#### DATA PROVIDED

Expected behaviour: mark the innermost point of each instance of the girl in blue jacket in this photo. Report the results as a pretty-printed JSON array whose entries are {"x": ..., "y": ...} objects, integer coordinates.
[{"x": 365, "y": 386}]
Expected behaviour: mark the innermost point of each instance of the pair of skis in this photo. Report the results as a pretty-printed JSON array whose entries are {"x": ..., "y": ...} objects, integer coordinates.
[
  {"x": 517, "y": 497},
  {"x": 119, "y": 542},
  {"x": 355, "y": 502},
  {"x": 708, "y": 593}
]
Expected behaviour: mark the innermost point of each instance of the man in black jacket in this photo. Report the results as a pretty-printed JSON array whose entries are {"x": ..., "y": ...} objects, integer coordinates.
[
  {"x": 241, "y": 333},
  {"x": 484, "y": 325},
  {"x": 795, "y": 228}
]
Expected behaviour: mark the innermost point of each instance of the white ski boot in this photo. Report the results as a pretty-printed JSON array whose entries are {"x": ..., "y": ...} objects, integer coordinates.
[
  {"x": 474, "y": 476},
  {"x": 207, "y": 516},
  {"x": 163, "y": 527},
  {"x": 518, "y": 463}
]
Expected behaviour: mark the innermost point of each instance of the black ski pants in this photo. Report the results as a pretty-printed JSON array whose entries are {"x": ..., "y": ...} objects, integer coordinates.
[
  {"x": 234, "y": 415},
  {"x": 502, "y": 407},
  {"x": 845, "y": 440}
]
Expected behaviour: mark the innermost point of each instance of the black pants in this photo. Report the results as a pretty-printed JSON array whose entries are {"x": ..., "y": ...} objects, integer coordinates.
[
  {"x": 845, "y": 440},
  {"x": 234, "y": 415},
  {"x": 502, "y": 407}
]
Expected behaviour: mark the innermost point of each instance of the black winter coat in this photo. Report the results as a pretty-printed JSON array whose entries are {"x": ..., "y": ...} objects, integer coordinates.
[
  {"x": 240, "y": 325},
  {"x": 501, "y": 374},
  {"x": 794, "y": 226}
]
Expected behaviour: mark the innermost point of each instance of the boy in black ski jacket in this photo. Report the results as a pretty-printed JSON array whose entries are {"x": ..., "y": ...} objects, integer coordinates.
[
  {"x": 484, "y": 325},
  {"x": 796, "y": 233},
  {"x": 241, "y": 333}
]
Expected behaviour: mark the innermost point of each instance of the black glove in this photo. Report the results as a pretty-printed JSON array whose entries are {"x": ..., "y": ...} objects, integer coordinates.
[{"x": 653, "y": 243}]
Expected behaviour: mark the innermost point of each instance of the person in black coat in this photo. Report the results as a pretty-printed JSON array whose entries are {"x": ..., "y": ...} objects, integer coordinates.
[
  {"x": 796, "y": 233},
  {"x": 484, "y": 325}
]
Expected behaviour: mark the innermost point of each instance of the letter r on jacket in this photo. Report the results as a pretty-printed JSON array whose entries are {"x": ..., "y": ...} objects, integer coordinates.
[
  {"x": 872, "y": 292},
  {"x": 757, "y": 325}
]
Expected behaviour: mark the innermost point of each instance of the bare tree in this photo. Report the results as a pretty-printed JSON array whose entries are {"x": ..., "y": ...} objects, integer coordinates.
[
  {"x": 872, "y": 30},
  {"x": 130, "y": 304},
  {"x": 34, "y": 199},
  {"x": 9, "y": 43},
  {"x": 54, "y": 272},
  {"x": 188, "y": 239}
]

#### DO THIS
Quote every line of the data, word for word.

#### SOLUTION TO THE EXERCISE
Expected behaviour: mark the innermost point of each instance of the girl in blue jacket in this photo. Report the results as a pretty-printed JSON array whose entries are {"x": ..., "y": ...} objects, integer coordinates.
[{"x": 365, "y": 386}]
Expected behaviour: mark the innermost point of each instance of the pair of skis in this photo. Report the results as a pretty-printed JSON array whose entries are {"x": ..., "y": ...} objects, integer coordinates.
[
  {"x": 517, "y": 497},
  {"x": 119, "y": 542},
  {"x": 355, "y": 502},
  {"x": 708, "y": 593}
]
Expected behaviour: mark the innermost point of each instance of the man in black jacket in this photo. Report the results as a pretty-printed JSON array whose entries are {"x": ..., "y": ...} objects, integer coordinates.
[
  {"x": 241, "y": 333},
  {"x": 484, "y": 325},
  {"x": 795, "y": 228}
]
Expected behaviour: mark the innermost point of each instance of the white ski boot in this photo. Report the results as a pretty-printed JSON array whose entries are {"x": ..., "y": ...} objects, integer coordinates.
[
  {"x": 474, "y": 476},
  {"x": 207, "y": 516},
  {"x": 163, "y": 527},
  {"x": 518, "y": 463}
]
Expected behaviour: mark the innermost point of each instance of the black ski pants in this photo. Report the results as a pretty-printed JSON array whose entries are {"x": ..., "y": ...} objects, integer coordinates.
[
  {"x": 234, "y": 415},
  {"x": 502, "y": 407},
  {"x": 845, "y": 440}
]
Expected behaviour: mark the innermost point of each instance of the black pants in this photo. Report the results as a pretty-printed JSON array whose entries are {"x": ..., "y": ...} objects, integer coordinates.
[
  {"x": 845, "y": 440},
  {"x": 234, "y": 415},
  {"x": 502, "y": 407}
]
Expected behaviour: mark the innermost point of each instance of the black winter coat in this photo. Report the results as a pretty-printed JSON array whose entries are {"x": ..., "y": ...} objects, integer coordinates.
[
  {"x": 240, "y": 325},
  {"x": 501, "y": 374},
  {"x": 794, "y": 226}
]
Expected behaviour: mark the innermost point of each instance of the boy in black ski jacket in this photo. Report the results as a pretty-printed JSON array whose entries are {"x": ..., "y": ...} objects, integer coordinates.
[
  {"x": 484, "y": 325},
  {"x": 796, "y": 233},
  {"x": 241, "y": 333}
]
Expected behaviour: mark the innermost point of each instance of the black glove in this photo. Report the results as a pretty-printed JSON array whose entries are {"x": ..., "y": ...} objects, integer coordinates.
[{"x": 653, "y": 243}]
Expected behaviour: mark the innermost point of each instance of the person in black coat in this photo. Report the results as a pretty-printed JSON array whose entries are {"x": ..., "y": ...} objects, integer coordinates.
[
  {"x": 796, "y": 233},
  {"x": 484, "y": 325}
]
Expected behaviour: mark the innermost point of each instance of the letter r on jacket in this photo. Report the results as a pretty-printed JSON array whose entries are {"x": ..., "y": ...} objects, integer coordinates.
[
  {"x": 872, "y": 292},
  {"x": 757, "y": 325}
]
Expected behaviour: mark the innermost point of each instance of the bare tree in this photo. Report the results as a pretty-printed JSON array whose entries are {"x": ..., "y": ...} objects, integer coordinates.
[
  {"x": 872, "y": 30},
  {"x": 130, "y": 304},
  {"x": 34, "y": 199},
  {"x": 9, "y": 43},
  {"x": 54, "y": 272},
  {"x": 188, "y": 239}
]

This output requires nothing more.